**Task brief**. For every line in the records below that holds "around", make a copy.

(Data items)

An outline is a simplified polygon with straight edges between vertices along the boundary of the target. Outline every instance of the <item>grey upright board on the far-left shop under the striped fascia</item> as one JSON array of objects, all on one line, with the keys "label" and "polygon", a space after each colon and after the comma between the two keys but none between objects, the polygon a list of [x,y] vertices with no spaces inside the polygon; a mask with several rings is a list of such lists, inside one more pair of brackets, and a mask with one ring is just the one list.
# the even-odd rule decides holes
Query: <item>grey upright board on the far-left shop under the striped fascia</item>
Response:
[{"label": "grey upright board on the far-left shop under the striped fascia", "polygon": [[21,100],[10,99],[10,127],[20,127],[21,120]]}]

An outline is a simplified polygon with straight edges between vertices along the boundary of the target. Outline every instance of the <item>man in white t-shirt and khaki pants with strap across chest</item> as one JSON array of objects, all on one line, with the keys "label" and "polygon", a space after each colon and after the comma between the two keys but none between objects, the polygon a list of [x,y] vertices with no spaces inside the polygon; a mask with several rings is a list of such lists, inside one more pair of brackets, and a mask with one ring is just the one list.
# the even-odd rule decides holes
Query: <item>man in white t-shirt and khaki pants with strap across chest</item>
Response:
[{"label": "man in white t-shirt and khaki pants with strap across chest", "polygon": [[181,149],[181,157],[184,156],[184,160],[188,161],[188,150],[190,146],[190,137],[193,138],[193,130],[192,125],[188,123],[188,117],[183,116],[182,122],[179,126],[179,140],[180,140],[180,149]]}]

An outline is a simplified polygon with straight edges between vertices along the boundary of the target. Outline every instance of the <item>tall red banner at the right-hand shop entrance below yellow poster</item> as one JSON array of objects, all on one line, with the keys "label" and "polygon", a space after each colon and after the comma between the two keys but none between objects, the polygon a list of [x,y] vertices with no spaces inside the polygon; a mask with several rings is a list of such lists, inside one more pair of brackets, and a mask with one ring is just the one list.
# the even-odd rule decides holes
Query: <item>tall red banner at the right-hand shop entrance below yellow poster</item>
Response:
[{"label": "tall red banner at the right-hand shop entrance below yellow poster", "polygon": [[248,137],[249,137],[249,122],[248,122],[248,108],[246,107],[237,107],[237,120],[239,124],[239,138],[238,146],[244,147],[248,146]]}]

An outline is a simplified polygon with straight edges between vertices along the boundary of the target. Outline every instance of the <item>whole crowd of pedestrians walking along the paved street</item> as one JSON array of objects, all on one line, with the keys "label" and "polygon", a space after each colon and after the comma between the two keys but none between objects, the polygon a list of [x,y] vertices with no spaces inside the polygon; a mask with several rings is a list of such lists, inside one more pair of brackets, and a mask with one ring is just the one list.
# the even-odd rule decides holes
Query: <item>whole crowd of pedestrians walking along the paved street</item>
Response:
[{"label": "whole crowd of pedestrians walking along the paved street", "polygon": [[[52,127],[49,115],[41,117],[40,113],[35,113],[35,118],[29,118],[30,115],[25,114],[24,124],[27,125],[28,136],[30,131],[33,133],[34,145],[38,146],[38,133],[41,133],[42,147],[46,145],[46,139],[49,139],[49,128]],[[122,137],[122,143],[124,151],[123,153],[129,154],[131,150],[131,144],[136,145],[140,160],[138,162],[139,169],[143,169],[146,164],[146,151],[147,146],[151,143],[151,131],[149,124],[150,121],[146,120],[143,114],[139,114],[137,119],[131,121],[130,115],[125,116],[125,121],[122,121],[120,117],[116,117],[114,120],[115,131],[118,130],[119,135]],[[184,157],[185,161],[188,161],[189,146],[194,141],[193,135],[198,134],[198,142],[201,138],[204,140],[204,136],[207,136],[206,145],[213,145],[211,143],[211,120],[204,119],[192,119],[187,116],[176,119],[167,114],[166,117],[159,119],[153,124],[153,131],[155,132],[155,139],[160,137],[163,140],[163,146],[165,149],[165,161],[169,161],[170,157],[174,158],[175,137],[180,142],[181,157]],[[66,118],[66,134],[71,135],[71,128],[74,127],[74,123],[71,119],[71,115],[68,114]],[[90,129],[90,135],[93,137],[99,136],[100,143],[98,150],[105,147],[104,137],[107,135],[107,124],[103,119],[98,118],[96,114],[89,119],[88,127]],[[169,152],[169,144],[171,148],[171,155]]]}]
==
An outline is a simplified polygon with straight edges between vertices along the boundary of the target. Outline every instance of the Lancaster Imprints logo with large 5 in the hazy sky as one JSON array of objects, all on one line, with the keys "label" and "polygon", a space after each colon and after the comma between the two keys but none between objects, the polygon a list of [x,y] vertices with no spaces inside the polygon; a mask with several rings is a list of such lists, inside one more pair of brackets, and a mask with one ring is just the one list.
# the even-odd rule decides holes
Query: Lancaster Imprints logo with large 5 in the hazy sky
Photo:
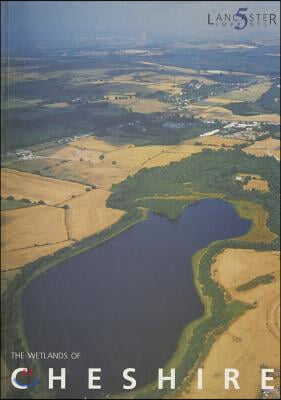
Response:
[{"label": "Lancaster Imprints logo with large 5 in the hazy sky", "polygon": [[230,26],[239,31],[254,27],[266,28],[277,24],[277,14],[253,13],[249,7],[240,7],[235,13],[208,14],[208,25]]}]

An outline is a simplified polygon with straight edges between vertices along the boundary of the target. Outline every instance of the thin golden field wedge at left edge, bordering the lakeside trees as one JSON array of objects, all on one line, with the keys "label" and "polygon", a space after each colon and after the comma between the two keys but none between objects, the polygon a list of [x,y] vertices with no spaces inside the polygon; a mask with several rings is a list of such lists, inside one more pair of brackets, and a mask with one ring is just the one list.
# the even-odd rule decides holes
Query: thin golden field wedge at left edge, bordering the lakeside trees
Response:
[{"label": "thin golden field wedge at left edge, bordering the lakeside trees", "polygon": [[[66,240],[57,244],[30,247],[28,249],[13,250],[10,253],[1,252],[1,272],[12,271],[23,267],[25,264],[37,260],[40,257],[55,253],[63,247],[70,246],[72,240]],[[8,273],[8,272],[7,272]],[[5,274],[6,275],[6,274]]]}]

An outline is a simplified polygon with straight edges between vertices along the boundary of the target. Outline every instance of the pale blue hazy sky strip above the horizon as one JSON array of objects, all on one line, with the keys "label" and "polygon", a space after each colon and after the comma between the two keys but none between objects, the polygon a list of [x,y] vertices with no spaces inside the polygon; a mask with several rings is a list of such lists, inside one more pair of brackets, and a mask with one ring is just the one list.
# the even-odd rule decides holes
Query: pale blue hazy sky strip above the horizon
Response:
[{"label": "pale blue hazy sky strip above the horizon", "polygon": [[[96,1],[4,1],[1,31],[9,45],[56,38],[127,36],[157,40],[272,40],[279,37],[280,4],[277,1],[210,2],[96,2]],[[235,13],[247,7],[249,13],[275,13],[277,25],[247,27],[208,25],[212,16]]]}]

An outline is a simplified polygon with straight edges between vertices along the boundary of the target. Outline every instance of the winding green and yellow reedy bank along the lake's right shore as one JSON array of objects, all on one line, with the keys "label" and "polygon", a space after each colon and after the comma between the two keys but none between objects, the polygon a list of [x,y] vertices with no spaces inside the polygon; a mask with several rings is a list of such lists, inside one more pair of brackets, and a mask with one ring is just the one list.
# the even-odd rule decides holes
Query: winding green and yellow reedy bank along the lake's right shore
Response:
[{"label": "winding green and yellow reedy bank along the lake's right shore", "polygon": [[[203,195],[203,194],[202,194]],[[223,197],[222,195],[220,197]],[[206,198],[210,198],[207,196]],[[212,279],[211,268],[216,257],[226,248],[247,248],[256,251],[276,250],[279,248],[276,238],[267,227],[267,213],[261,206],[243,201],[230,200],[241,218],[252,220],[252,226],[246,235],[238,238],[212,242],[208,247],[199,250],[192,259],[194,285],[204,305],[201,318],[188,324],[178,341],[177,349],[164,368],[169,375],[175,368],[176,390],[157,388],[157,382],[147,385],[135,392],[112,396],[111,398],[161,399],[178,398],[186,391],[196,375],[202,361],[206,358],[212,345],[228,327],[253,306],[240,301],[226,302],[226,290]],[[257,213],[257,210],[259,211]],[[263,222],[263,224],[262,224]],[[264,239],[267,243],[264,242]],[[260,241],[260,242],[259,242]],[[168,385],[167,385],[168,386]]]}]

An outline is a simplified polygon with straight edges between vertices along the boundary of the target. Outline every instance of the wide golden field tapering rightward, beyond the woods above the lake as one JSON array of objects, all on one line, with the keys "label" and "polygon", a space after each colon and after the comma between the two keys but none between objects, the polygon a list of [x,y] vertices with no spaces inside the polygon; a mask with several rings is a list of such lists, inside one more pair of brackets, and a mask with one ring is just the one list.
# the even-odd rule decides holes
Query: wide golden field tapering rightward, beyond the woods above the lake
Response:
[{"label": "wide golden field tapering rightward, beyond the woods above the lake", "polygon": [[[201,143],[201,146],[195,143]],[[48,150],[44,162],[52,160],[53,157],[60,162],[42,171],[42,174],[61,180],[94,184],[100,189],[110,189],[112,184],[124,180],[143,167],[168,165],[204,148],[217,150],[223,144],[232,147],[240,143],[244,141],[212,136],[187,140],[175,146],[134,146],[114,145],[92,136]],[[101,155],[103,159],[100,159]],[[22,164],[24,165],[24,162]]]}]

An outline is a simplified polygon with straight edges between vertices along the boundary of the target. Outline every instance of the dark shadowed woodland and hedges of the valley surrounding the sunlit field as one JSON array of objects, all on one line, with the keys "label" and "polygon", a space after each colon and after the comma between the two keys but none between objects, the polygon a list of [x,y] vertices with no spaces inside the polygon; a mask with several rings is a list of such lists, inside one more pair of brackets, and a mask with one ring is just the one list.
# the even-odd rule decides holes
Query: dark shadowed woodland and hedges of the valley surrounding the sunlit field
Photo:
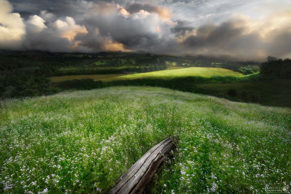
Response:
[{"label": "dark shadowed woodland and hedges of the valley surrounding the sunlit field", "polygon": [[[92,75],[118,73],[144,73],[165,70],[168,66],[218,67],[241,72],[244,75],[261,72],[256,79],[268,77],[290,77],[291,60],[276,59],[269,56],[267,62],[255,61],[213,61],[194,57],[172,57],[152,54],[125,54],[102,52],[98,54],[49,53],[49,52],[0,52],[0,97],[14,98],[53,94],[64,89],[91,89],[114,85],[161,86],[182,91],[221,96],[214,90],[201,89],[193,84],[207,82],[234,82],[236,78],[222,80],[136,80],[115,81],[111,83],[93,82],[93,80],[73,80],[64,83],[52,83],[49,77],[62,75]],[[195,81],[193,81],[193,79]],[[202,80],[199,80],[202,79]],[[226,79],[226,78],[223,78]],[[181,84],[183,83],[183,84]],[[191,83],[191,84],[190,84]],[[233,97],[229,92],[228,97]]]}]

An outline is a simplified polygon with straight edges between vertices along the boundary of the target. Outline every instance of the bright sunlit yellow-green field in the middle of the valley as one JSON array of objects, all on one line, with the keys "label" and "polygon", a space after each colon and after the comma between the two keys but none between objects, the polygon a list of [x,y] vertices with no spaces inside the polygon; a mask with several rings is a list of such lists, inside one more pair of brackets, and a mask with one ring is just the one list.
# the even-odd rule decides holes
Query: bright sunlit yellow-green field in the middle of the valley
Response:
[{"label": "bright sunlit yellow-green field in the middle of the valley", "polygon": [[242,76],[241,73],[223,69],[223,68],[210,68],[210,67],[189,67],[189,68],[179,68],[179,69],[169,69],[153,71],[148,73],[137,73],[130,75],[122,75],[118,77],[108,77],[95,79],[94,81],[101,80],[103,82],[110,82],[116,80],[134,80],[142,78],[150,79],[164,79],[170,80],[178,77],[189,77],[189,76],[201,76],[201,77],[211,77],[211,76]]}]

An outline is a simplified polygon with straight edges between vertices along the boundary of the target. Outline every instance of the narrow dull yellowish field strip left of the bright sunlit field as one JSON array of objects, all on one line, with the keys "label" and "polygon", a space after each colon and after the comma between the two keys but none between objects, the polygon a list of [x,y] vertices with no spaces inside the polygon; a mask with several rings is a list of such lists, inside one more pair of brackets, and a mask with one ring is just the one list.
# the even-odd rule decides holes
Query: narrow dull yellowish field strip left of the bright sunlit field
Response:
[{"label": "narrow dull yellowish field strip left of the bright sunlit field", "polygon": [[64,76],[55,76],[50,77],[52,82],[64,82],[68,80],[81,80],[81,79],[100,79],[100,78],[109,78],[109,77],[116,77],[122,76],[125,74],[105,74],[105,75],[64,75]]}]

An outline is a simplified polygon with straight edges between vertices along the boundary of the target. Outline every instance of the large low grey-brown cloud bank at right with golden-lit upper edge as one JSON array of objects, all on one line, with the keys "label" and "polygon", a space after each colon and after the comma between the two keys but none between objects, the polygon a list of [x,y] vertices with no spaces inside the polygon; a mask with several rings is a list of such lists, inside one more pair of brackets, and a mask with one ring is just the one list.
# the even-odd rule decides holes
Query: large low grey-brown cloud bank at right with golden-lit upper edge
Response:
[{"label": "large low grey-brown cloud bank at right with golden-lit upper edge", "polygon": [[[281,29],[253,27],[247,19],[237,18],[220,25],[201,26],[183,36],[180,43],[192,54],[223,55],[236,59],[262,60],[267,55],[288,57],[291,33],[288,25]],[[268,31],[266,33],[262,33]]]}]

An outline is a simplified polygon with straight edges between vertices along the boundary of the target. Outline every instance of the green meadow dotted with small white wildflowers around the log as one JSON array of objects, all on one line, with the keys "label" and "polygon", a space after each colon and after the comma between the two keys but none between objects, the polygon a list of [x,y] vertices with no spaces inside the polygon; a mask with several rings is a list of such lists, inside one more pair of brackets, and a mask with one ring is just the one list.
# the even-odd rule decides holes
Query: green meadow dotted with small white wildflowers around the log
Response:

**Expected answer**.
An outline is a simplified polygon with straight edges between vertices along the boundary of the target. Outline every instance of the green meadow dotted with small white wildflowers around the log as one JSON array of objects, all on one line, with the keys "label" and "polygon", a space after each colon and after the comma between the two keys but none between objects, the polygon a list of [x,y] vertices with no spaces inside the polygon; a mask with several rings is a list of such lists, inside one more pair of brackets, and a mask with one ring is just the one list.
Query: green meadow dotted with small white wildflowers around the log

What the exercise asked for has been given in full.